▶ **Task to complete**
Copy every line of the records below, substituting "csv_raw" for each occurrence of "csv_plain" and leaving everything else unchanged.

▶ **Supplied records**
------------------------

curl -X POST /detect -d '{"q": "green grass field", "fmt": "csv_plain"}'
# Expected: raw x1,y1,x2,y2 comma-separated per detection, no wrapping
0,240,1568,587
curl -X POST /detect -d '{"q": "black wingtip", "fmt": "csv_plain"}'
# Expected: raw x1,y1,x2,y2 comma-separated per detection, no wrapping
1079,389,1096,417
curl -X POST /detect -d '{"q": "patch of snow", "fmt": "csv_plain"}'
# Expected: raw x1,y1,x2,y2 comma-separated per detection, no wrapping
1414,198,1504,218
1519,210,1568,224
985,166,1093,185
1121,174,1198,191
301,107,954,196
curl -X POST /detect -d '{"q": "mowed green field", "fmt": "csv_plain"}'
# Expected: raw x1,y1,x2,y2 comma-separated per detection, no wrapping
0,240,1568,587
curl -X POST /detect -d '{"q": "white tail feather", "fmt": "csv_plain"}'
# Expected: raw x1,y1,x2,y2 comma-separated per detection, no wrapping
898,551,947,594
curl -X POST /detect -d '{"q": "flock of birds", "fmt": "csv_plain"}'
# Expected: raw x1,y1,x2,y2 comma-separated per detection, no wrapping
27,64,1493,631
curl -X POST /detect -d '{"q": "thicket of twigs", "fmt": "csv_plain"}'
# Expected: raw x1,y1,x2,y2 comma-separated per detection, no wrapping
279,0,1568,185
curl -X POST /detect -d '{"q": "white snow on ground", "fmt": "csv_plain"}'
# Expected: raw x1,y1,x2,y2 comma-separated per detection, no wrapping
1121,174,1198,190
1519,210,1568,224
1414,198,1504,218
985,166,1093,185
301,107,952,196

------------------------

▶ **Solved problem**
curl -X POST /detect -d '{"q": "green grass field", "fmt": "csv_raw"}'
# Expected: raw x1,y1,x2,y2 comma-separated per detection, no wrapping
0,240,1568,587
curl -X POST /detect -d '{"q": "black wingtip", "fmt": "csv_raw"}'
# Expected: raw x1,y1,x2,y2 comma-separated per detection, no wrapping
1079,389,1096,417
curl -X POST /detect -d '{"q": "patch of snow", "fmt": "csv_raw"}'
# Expected: raw x1,y1,x2,y2 comma-separated per detection, no wrapping
1414,198,1504,218
1519,210,1568,224
985,166,1093,185
1121,174,1198,191
301,107,954,196
curl -X POST /detect -d '{"q": "mowed green field", "fmt": "csv_raw"}'
# Expected: raw x1,y1,x2,y2 comma-separated per detection, no wrapping
0,240,1568,587
curl -X POST /detect -d '{"q": "white tail feather", "fmt": "csv_raw"}'
# Expected: raw x1,y1,x2,y2 comma-separated per detection, no wrapping
898,551,947,594
curl -X POST /detect -d '{"q": "flock of birds", "fmt": "csv_raw"}'
# Expected: raw x1,y1,x2,y2 comma-separated per detection, no wrapping
27,64,1493,631
curl -X POST /detect -d '{"q": "thicket of twigs", "fmt": "csv_raw"}'
# Expected: raw x1,y1,x2,y2 comma-separated per detection, no wrapping
279,0,1568,185
curl -X POST /detect -d '{"q": "white snow on ground", "fmt": "csv_raw"}'
# Expected: raw x1,y1,x2,y2 comma-separated per detection, no wrapping
1121,174,1198,190
1519,210,1568,224
1414,198,1504,218
985,166,1093,185
301,107,952,196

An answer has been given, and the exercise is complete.